### ЗАДАНИЕ
Перепишите слово в слово весь фрагмент о разведчике Николае Кузнецове.

-------- ФРАГМЕНТ СТРАНИЦЫ

АРТЕМ 1883–1921 8 страница

 

Появился, дескать, простой парень с Урала, прекрасно знал немецкий язык, и сам — вылитый немец, заслали его в партизанский отряд Медведева. А совсем недавно я прочитал, что это был кадровый разведчик Главного разведывательного управления — ГРУ. Оказалось, все не совсем так или совсем не так.

 

И вот я сижу и разговариваю с человеком, который сделал Кузнецова разведчиком.

 

Да, Николай жил в Свердловской области, работал в совхозе. Но рядом с этим совхозом со времен Екатерины Великой поселились на хуторе немцы-колонисты. С русскими жили дружно. Николай познакомился с немецкими девушками и женился на одной из них. Отсюда такое знание немецкого языка! Сразу вспоминается облик «истинного арийца» обер-лейтенанта Пауля Зиберта, появившегося в Ровно, занятом германскими войсками...

----------------
-------- РАЗДЕЛ ДАННЫХ

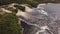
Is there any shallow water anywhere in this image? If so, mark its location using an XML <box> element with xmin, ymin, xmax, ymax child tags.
<box><xmin>21</xmin><ymin>4</ymin><xmax>60</xmax><ymax>34</ymax></box>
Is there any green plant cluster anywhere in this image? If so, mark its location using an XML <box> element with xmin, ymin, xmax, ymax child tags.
<box><xmin>0</xmin><ymin>14</ymin><xmax>22</xmax><ymax>34</ymax></box>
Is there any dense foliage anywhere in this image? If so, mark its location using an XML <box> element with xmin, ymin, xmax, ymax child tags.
<box><xmin>0</xmin><ymin>14</ymin><xmax>22</xmax><ymax>34</ymax></box>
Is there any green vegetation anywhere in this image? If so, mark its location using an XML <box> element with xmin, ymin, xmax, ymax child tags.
<box><xmin>0</xmin><ymin>0</ymin><xmax>60</xmax><ymax>7</ymax></box>
<box><xmin>0</xmin><ymin>14</ymin><xmax>22</xmax><ymax>34</ymax></box>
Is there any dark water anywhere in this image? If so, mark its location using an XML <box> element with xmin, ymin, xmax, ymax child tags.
<box><xmin>21</xmin><ymin>4</ymin><xmax>60</xmax><ymax>34</ymax></box>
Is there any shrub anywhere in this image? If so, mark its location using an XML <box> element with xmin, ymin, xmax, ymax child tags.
<box><xmin>0</xmin><ymin>14</ymin><xmax>22</xmax><ymax>34</ymax></box>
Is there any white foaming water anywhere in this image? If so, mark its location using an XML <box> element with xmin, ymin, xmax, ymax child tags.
<box><xmin>1</xmin><ymin>8</ymin><xmax>12</xmax><ymax>13</ymax></box>
<box><xmin>16</xmin><ymin>4</ymin><xmax>54</xmax><ymax>34</ymax></box>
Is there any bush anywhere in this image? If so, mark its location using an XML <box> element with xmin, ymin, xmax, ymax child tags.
<box><xmin>0</xmin><ymin>14</ymin><xmax>22</xmax><ymax>34</ymax></box>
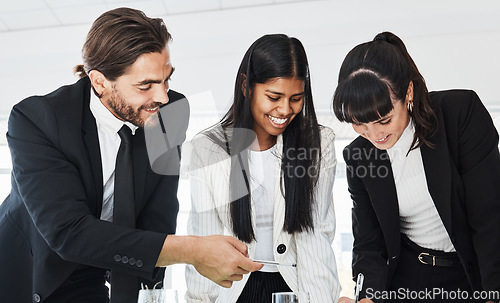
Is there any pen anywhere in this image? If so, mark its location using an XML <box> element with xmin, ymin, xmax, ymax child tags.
<box><xmin>354</xmin><ymin>273</ymin><xmax>365</xmax><ymax>303</ymax></box>
<box><xmin>253</xmin><ymin>260</ymin><xmax>297</xmax><ymax>267</ymax></box>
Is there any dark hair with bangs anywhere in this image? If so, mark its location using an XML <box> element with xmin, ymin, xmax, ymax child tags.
<box><xmin>212</xmin><ymin>34</ymin><xmax>321</xmax><ymax>243</ymax></box>
<box><xmin>333</xmin><ymin>32</ymin><xmax>437</xmax><ymax>151</ymax></box>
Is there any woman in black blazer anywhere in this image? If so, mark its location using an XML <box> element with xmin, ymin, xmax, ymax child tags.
<box><xmin>333</xmin><ymin>32</ymin><xmax>500</xmax><ymax>302</ymax></box>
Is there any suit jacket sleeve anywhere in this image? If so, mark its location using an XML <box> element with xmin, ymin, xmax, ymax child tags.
<box><xmin>7</xmin><ymin>97</ymin><xmax>171</xmax><ymax>279</ymax></box>
<box><xmin>344</xmin><ymin>140</ymin><xmax>388</xmax><ymax>298</ymax></box>
<box><xmin>443</xmin><ymin>91</ymin><xmax>500</xmax><ymax>291</ymax></box>
<box><xmin>295</xmin><ymin>127</ymin><xmax>341</xmax><ymax>302</ymax></box>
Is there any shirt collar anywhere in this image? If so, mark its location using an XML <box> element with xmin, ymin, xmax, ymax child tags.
<box><xmin>387</xmin><ymin>118</ymin><xmax>415</xmax><ymax>155</ymax></box>
<box><xmin>90</xmin><ymin>92</ymin><xmax>139</xmax><ymax>135</ymax></box>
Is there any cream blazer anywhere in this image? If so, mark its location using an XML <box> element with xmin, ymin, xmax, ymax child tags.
<box><xmin>185</xmin><ymin>127</ymin><xmax>341</xmax><ymax>303</ymax></box>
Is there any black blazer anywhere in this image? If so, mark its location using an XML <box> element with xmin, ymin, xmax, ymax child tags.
<box><xmin>344</xmin><ymin>90</ymin><xmax>500</xmax><ymax>296</ymax></box>
<box><xmin>0</xmin><ymin>78</ymin><xmax>188</xmax><ymax>303</ymax></box>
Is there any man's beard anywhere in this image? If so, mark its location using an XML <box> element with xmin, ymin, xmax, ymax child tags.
<box><xmin>108</xmin><ymin>87</ymin><xmax>161</xmax><ymax>128</ymax></box>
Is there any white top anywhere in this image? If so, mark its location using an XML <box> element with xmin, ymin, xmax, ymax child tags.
<box><xmin>184</xmin><ymin>125</ymin><xmax>340</xmax><ymax>303</ymax></box>
<box><xmin>387</xmin><ymin>120</ymin><xmax>455</xmax><ymax>252</ymax></box>
<box><xmin>248</xmin><ymin>145</ymin><xmax>278</xmax><ymax>272</ymax></box>
<box><xmin>90</xmin><ymin>92</ymin><xmax>138</xmax><ymax>222</ymax></box>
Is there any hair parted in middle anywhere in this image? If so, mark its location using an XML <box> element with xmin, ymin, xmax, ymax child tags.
<box><xmin>209</xmin><ymin>34</ymin><xmax>321</xmax><ymax>243</ymax></box>
<box><xmin>74</xmin><ymin>7</ymin><xmax>172</xmax><ymax>81</ymax></box>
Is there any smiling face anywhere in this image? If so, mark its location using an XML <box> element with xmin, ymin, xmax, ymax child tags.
<box><xmin>93</xmin><ymin>49</ymin><xmax>174</xmax><ymax>127</ymax></box>
<box><xmin>250</xmin><ymin>77</ymin><xmax>304</xmax><ymax>150</ymax></box>
<box><xmin>352</xmin><ymin>101</ymin><xmax>410</xmax><ymax>150</ymax></box>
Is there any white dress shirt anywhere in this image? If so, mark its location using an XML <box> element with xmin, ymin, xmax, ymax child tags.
<box><xmin>248</xmin><ymin>145</ymin><xmax>279</xmax><ymax>272</ymax></box>
<box><xmin>387</xmin><ymin>120</ymin><xmax>455</xmax><ymax>252</ymax></box>
<box><xmin>90</xmin><ymin>92</ymin><xmax>138</xmax><ymax>222</ymax></box>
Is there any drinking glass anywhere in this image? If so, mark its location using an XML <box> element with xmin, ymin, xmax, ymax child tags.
<box><xmin>273</xmin><ymin>291</ymin><xmax>309</xmax><ymax>303</ymax></box>
<box><xmin>137</xmin><ymin>289</ymin><xmax>179</xmax><ymax>303</ymax></box>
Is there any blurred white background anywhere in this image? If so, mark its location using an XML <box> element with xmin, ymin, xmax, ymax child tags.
<box><xmin>0</xmin><ymin>0</ymin><xmax>500</xmax><ymax>297</ymax></box>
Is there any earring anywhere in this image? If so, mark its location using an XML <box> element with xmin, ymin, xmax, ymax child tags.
<box><xmin>407</xmin><ymin>99</ymin><xmax>413</xmax><ymax>113</ymax></box>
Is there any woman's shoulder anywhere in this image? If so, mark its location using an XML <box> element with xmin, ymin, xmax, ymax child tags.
<box><xmin>429</xmin><ymin>89</ymin><xmax>481</xmax><ymax>112</ymax></box>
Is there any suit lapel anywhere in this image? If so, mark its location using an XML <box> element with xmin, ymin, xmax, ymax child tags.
<box><xmin>421</xmin><ymin>111</ymin><xmax>451</xmax><ymax>230</ymax></box>
<box><xmin>82</xmin><ymin>85</ymin><xmax>103</xmax><ymax>218</ymax></box>
<box><xmin>362</xmin><ymin>141</ymin><xmax>400</xmax><ymax>254</ymax></box>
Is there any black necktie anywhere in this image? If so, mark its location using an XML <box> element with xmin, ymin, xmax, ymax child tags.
<box><xmin>113</xmin><ymin>125</ymin><xmax>135</xmax><ymax>228</ymax></box>
<box><xmin>111</xmin><ymin>125</ymin><xmax>138</xmax><ymax>303</ymax></box>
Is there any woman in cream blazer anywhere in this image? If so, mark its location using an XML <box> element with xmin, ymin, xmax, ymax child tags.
<box><xmin>186</xmin><ymin>35</ymin><xmax>340</xmax><ymax>303</ymax></box>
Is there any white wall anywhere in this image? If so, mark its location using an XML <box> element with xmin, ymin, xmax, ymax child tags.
<box><xmin>0</xmin><ymin>0</ymin><xmax>500</xmax><ymax>121</ymax></box>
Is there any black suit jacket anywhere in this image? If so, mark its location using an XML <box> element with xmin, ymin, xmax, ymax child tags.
<box><xmin>0</xmin><ymin>78</ymin><xmax>187</xmax><ymax>303</ymax></box>
<box><xmin>344</xmin><ymin>90</ymin><xmax>500</xmax><ymax>296</ymax></box>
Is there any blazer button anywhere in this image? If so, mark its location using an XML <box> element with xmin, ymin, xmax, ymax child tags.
<box><xmin>276</xmin><ymin>244</ymin><xmax>286</xmax><ymax>255</ymax></box>
<box><xmin>135</xmin><ymin>260</ymin><xmax>144</xmax><ymax>267</ymax></box>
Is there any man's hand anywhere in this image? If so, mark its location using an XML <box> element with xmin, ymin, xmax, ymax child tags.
<box><xmin>156</xmin><ymin>235</ymin><xmax>263</xmax><ymax>288</ymax></box>
<box><xmin>192</xmin><ymin>236</ymin><xmax>263</xmax><ymax>287</ymax></box>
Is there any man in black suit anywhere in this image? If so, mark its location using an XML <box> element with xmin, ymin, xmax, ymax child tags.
<box><xmin>0</xmin><ymin>8</ymin><xmax>261</xmax><ymax>303</ymax></box>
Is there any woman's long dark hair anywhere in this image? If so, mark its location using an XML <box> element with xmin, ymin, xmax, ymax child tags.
<box><xmin>211</xmin><ymin>34</ymin><xmax>321</xmax><ymax>243</ymax></box>
<box><xmin>333</xmin><ymin>32</ymin><xmax>437</xmax><ymax>151</ymax></box>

----------------

### РЕЗУЛЬТАТ ЗАДАНИЯ
АРТЕМ 1883–1921 8 страница

 

Появился, дескать, простой парень с Урала, прекрасно знал немецкий язык, и сам — вылитый немец, заслали его в партизанский отряд Медведева. А совсем недавно я прочитал, что это был кадровый разведчик Главного разведывательного управления — ГРУ. Оказалось, все не совсем так или совсем не так.

 

И вот я сижу и разговариваю с человеком, который сделал Кузнецова разведчиком.

 

Да, Николай жил в Свердловской области, работал в совхозе. Но рядом с этим совхозом со времен Екатерины Великой поселились на хуторе немцы-колонисты. С русскими жили дружно. Николай познакомился с немецкими девушками и женился на одной из них. Отсюда такое знание немецкого языка! Сразу вспоминается облик «истинного арийца» обер-лейтенанта Пауля Зиберта, появившегося в Ровно, занятом германскими войсками...